**Given passage**
start

Beautiful!!!! Congrats!!!! May you have many years of Happiness Together!!!


----------



## KAG (Jun 1, 2006)

So beautiful. Congratulations.
xoxox


----------



## MissMelanie (Feb 13, 2006)

OH my gosh your ring is BEAUTIFUL! Very well done for sure. I wish you both so many, many happy years ahead together. And I agree with others, you so deserve this now. Love to you.


----------



## Snowball Pie's Mommi (Oct 16, 2008)

Your ring is beautiful, Jaimie! I love that your engagement ring has such meaning, too. I can't think of anytihng more lovely than to have your grandmother's diamond. And, your birthstones, too. Amethysts are so beautiful. 

Congratulations on your engagement, Jaimie. I wish you and your fiance many, many years of happiness.


----------



## Kara (Apr 29, 2007)

OMG, its so pretty. CONGRATS!


----------



## Maglily (Feb 3, 2009)

It's beautiful and having your grandmother's diamond is so special. Congrats!!!


----------



## jodublin (Sep 27, 2006)

Gorgeous!!! Congrats!


----------



## coco (Sep 20, 2006)

Jaime, it is really beautiful. Best wishes to you!


----------



## princessre (Dec 23, 2008)

Congratulations! It's very pretty! And so very special with your grandmother's diamond and your birthstone! Best wishes to you for your marriage.


----------



## Moxie'smom (Dec 16, 2007)

congratulations Jamie. It's beautiful.


----------



## kodie (Aug 24, 2004)

Congrats girl!!! the wait was well worth it!


----------



## momtoboo (Jan 30, 2006)

end

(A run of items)

start

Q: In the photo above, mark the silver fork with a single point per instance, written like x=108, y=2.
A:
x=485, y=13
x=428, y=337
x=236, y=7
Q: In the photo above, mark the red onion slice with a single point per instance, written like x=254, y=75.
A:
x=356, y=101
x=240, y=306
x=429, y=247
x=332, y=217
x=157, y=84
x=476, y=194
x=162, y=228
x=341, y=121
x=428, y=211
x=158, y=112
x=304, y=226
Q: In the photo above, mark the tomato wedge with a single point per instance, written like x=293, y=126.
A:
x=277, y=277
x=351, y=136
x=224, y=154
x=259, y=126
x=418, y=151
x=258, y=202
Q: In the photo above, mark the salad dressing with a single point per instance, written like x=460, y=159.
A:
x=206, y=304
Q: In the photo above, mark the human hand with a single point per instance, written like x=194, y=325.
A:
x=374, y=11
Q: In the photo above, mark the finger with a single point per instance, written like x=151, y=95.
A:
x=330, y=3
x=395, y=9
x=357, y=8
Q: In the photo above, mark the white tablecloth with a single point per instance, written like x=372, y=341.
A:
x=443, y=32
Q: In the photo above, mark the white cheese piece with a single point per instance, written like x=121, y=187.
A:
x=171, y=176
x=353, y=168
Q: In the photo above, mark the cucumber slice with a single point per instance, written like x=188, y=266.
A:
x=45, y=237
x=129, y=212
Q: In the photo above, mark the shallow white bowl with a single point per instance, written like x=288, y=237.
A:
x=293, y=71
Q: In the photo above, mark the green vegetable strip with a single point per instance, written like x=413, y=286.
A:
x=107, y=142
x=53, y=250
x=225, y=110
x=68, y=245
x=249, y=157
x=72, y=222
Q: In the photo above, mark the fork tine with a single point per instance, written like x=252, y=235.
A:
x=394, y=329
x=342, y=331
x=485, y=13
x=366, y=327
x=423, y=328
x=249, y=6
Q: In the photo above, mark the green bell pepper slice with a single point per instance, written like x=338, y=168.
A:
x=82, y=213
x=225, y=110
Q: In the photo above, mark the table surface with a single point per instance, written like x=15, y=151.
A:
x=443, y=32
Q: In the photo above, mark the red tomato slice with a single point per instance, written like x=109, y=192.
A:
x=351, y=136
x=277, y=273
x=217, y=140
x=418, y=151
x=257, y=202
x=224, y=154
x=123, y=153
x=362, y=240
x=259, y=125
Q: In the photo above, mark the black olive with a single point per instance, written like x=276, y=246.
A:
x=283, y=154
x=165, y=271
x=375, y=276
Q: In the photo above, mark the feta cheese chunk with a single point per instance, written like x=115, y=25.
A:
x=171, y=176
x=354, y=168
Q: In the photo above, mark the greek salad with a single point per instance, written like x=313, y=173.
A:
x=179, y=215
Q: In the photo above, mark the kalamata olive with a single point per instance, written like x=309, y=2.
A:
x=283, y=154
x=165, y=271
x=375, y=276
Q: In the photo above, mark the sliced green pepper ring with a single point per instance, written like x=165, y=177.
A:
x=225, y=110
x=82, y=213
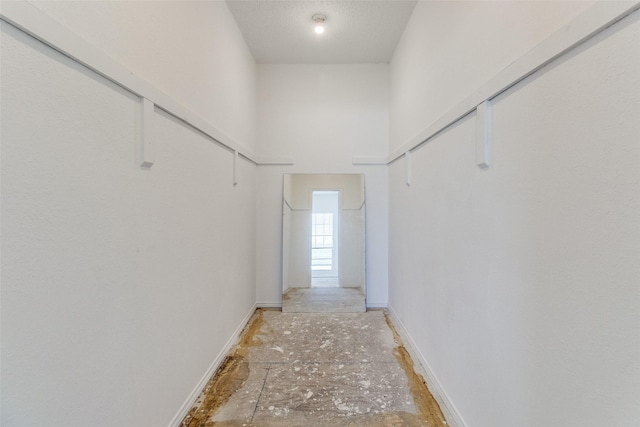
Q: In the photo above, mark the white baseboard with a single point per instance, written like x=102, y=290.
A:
x=186, y=406
x=264, y=304
x=450, y=412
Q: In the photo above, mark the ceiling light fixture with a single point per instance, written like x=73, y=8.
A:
x=319, y=20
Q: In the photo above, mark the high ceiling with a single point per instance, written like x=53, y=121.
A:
x=357, y=31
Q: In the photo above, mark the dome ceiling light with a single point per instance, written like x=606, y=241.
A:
x=319, y=20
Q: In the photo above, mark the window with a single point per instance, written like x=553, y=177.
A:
x=322, y=241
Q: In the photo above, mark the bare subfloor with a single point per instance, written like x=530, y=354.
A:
x=323, y=300
x=317, y=369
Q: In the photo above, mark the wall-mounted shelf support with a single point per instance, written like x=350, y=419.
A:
x=407, y=156
x=145, y=148
x=235, y=167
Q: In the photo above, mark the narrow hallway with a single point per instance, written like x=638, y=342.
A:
x=317, y=369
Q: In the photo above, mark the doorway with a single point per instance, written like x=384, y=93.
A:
x=325, y=243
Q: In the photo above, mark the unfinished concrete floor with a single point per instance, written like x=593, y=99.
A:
x=316, y=369
x=323, y=300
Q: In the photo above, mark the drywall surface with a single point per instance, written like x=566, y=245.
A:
x=192, y=50
x=322, y=116
x=520, y=284
x=430, y=70
x=120, y=285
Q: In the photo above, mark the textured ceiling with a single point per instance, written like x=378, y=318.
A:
x=357, y=31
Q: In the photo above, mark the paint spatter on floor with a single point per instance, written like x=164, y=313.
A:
x=427, y=405
x=338, y=369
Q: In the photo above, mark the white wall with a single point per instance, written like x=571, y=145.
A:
x=192, y=50
x=519, y=284
x=322, y=116
x=120, y=286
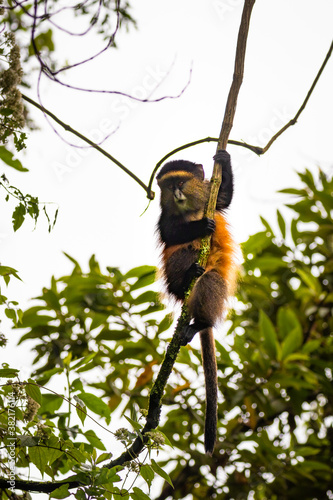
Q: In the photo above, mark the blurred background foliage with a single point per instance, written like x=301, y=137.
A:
x=106, y=334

end

**Required actions**
a - Print everything in the engagement ring thread from "OH my gosh your" down to "Love to you.".
b - In the engagement ring thread, which usernames are shown with a date in 2006?

**Expected answers**
a -
OH my gosh your ring is BEAUTIFUL! Very well done for sure. I wish you both so many, many happy years ahead together. And I agree with others, you so deserve this now. Love to you.

b -
KAG
MissMelanie
jodublin
coco
momtoboo